■ **Work to be completed**: Return every entry from the listing below unaltered.

■ **Dataset content**:

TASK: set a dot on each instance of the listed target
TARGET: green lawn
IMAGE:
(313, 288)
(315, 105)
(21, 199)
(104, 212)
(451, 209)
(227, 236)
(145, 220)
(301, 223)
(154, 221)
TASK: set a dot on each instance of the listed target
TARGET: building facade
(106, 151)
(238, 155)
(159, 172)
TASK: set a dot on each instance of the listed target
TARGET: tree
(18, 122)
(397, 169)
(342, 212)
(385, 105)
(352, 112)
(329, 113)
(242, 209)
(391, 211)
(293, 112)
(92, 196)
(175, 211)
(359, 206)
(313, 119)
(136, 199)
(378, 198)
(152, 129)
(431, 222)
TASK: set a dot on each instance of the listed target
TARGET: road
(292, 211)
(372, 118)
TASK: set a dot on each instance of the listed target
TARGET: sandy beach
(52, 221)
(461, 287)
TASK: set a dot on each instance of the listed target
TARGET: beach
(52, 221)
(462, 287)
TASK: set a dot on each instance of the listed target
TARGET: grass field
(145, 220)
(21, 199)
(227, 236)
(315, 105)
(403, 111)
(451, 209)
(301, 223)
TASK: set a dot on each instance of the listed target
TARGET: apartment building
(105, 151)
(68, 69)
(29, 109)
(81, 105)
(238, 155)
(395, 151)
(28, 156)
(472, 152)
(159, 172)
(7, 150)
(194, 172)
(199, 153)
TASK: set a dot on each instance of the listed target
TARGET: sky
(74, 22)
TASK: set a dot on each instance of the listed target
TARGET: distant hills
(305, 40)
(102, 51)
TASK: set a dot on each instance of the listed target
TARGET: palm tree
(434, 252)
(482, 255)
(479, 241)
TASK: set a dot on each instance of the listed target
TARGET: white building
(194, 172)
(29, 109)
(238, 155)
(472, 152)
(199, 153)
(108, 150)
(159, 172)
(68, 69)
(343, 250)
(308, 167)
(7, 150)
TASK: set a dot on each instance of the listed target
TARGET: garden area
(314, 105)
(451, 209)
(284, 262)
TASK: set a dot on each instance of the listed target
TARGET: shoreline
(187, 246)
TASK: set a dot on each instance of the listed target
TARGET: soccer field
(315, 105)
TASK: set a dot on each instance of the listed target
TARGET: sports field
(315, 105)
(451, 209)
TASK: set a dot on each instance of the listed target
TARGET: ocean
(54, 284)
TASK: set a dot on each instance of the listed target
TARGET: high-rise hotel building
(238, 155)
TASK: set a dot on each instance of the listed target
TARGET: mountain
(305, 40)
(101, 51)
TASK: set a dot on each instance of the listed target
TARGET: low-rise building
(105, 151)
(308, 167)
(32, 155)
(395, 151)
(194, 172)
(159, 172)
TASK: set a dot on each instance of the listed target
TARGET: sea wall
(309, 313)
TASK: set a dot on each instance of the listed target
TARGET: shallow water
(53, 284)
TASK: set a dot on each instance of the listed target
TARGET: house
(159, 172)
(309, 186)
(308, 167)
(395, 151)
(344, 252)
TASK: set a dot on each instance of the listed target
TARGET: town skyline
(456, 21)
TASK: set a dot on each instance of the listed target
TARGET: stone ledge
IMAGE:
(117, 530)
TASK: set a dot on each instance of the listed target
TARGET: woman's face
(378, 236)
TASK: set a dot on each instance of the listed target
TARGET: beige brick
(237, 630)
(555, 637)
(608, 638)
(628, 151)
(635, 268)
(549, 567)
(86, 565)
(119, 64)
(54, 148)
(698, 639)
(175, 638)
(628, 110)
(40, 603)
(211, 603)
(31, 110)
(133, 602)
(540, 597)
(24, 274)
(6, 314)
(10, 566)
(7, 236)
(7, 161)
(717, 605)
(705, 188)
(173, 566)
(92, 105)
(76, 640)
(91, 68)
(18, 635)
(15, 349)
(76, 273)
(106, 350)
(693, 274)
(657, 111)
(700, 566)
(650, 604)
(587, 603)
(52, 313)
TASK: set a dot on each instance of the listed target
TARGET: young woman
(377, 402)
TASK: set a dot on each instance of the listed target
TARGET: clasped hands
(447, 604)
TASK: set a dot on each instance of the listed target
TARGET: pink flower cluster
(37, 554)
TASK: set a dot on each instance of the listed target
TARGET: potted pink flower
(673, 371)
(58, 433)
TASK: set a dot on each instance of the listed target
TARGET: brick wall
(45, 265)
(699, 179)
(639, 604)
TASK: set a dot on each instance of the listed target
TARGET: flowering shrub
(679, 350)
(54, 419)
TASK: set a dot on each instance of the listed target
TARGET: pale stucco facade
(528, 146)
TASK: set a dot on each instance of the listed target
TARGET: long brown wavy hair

■ **Answer for this exercise**:
TASK: set a dot on each instance of the listed target
TARGET: green lawn
IMAGE:
(313, 288)
(315, 105)
(21, 199)
(104, 212)
(451, 209)
(227, 236)
(145, 220)
(301, 223)
(154, 221)
TASK: set a dot on each instance of the listed target
TARGET: building facade
(106, 151)
(238, 155)
(159, 172)
TASK: set a dot on each instance of the listed target
TARGET: tree
(18, 122)
(397, 169)
(342, 212)
(385, 105)
(352, 112)
(329, 113)
(242, 209)
(391, 211)
(293, 112)
(92, 196)
(175, 211)
(359, 206)
(313, 119)
(136, 199)
(378, 198)
(152, 129)
(431, 222)
TASK: set a dot on each instance of the listed target
TARGET: road
(292, 211)
(372, 118)
TASK: set a dot on each instance of the listed target
TARGET: sandy beach
(52, 221)
(461, 287)
TASK: set a dot on each instance of the listed target
TARGET: beach
(52, 221)
(462, 287)
TASK: set a dot on each instance of the listed target
TARGET: grass field
(145, 220)
(21, 199)
(227, 236)
(315, 105)
(403, 111)
(451, 209)
(301, 223)
TASK: set a dot on each instance of the listed target
TARGET: apartment building
(105, 151)
(68, 69)
(29, 109)
(81, 105)
(238, 155)
(395, 151)
(28, 156)
(472, 152)
(159, 172)
(7, 150)
(194, 172)
(199, 153)
TASK: set a dot on each instance of the listed target
TARGET: sky
(74, 22)
TASK: set a dot on each instance of the listed target
TARGET: distant hills
(305, 40)
(102, 51)
TASK: set a dot on each instance of the listed target
TARGET: palm tree
(434, 252)
(482, 255)
(479, 241)
TASK: set a dot on each instance of the listed target
TARGET: white building
(194, 172)
(29, 109)
(238, 155)
(472, 152)
(199, 153)
(108, 150)
(159, 172)
(68, 69)
(343, 250)
(308, 167)
(7, 150)
TASK: set a dot on each instance of the listed target
TARGET: garden area
(314, 105)
(451, 209)
(284, 262)
TASK: set a dot on each instance of the listed target
TARGET: shoreline
(187, 246)
TASK: set a dot on each instance of the listed target
TARGET: soccer field
(315, 105)
TASK: set a dot on each instance of the listed target
TARGET: sports field
(315, 105)
(451, 209)
TASK: set a dot on each instance of the listed target
TARGET: ocean
(54, 284)
TASK: set a dot on each instance of the listed target
TARGET: high-rise hotel building
(238, 155)
TASK: set a dot on each instance of the listed target
TARGET: mountain
(305, 40)
(101, 51)
TASK: set a dot on each instance of the listed target
TARGET: low-rise building
(105, 151)
(308, 167)
(32, 155)
(395, 151)
(194, 172)
(159, 172)
TASK: set a dot on each instance of the listed target
TARGET: sea wall
(309, 313)
TASK: set a dot on each instance of the listed target
TARGET: shallow water
(53, 284)
TASK: set a dot on each instance of the listed target
TARGET: house
(159, 172)
(309, 186)
(308, 167)
(395, 151)
(344, 252)
TASK: set a dot on each instance of the listed target
TARGET: town skyline
(456, 21)
TASK: set a dot on each instance of the listed target
TARGET: stone ledge
IMAGE:
(117, 530)
TASK: set a dot on each instance of the listed target
TARGET: woman's face
(378, 236)
TASK: set a dot on each instance of the listed target
TARGET: beige brick
(237, 630)
(555, 637)
(608, 638)
(628, 151)
(635, 268)
(549, 567)
(86, 565)
(119, 64)
(54, 148)
(698, 639)
(175, 638)
(628, 110)
(40, 603)
(211, 603)
(31, 110)
(133, 602)
(540, 597)
(24, 274)
(6, 314)
(10, 566)
(7, 236)
(7, 161)
(717, 605)
(705, 188)
(173, 566)
(92, 105)
(76, 640)
(91, 68)
(18, 635)
(15, 349)
(76, 273)
(106, 350)
(693, 274)
(657, 111)
(700, 566)
(650, 604)
(587, 603)
(52, 313)
TASK: set a dot on each instance of the listed target
TARGET: young woman
(377, 402)
TASK: set a dot on each instance of the listed target
TARGET: clasped hands
(447, 604)
TASK: set a dot on each instance of the listed target
TARGET: pink flower cluster
(37, 554)
TASK: set a dot on each instance of the listed target
TARGET: potted pink flower
(673, 371)
(58, 433)
TASK: set a dot on each instance of the listed target
TARGET: brick wall
(45, 265)
(699, 179)
(639, 604)
TASK: set a dot on each instance of the listed target
TARGET: flowering shrub
(679, 350)
(54, 419)
TASK: set a dot on each instance of the listed target
TARGET: pale stucco facade
(528, 146)
TASK: set a dot on each instance of the listed target
TARGET: long brown wavy hair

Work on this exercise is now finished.